**EXTRACTO DE PÁGINA**.
El diálogo no solo lo podría haber escrito Puig, también Fontanarrosa. Como sea, mamá e hijo miran la telenovela y, sin saber queriendo, ponen en juego en esa secuencia –podría decirse en todo el filme– “la novela familiar del neurótico”, esa obra de ficción que muchas veces tomamos por trágica cuando bien haríamos en asumir como vodevil de cuarta, en la que estamos metidos desde antes de nacer.
En aquel famoso texto Freud plantea dos fases. En la primera el niño compara a sus padres con otros y duda de las cualidades únicas que había adjudicado a los suyos, y hasta preferiría ser hijo de otros, más encumbrados. En la segunda el niño siente “impulsos de rivalidad sexual con sus padres” y surge “la tendencia a imaginarse situaciones y relaciones eróticas, tendencia que es impulsada por el deseo de colocar a la madre en situaciones de secreta infidelidad y de relaciones amorosas ocultas”.
En Familia, Edgardo, el hijo, mira atónito la pantalla, pero en realidad, está embobado con el relato de mamá. Papá cayó en desgracia (medio sordo, necesita medicación, se la pasa leyendo y está en la cama antes que en cualquier otro lado), y así las cosas, ya no hay impulso de rivalidad. Vamos, no hay rival: ¿o acaso no es el hijo quien ahora ocupa el sillón del papá y comparte momentos de complicidad con mamá?

**TRABAJO REQUERIDO**. Prosigue el texto de arriba sobre el filme Familia y la novela familiar del neurótico a partir de su última oración.

**DATOS DE ENTRADA**.
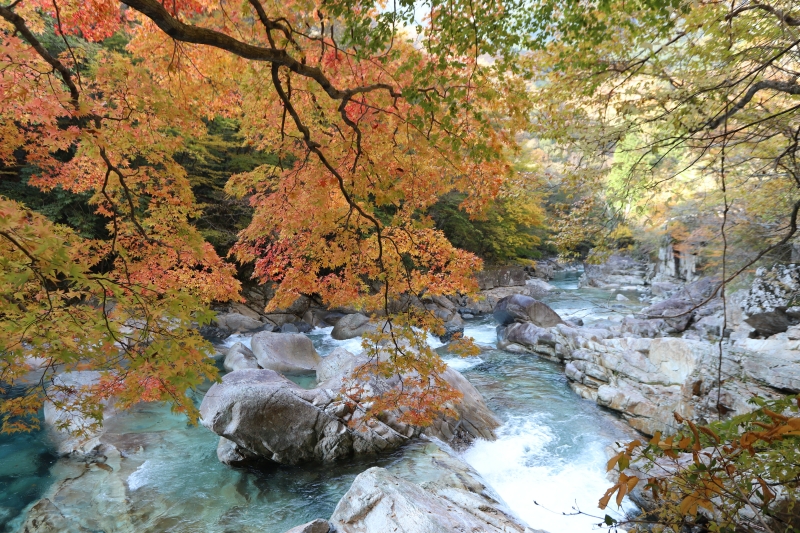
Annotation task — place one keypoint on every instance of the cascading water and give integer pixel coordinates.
(550, 450)
(549, 457)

**TU RESPUESTA**.
Ese sultán que “no deja títere con cabeza”, según el relato de mamá, bien puede ser el “nuevo padre aristocrático provisto de atributos derivados exclusivamente de recuerdos reales del verdadero y humilde padre”, lo cual demuestra, dice Freud, que “el niño no elimina al padre sino que lo exalta”, hecho que se prueba en la secuencia final del filme cuando Edgardo, tras el último rito de pasaje –la fiesta de Navidad–, decide dar un paso fuera de la casa, y ya en la calle, vemos pasar un hombre vestido de Papá Noel que se aleja cual fantasma –¿del pasado?– mientras le ladra un perro. Acaso ese Papá Noel pueda simbolizar precisamente aquél papá idealizado en la infancia, la expresión “de la añoranza que el niño siente por aquel feliz tiempo pasado cuando su padre le parecía el más noble y fuerte de los hombres”.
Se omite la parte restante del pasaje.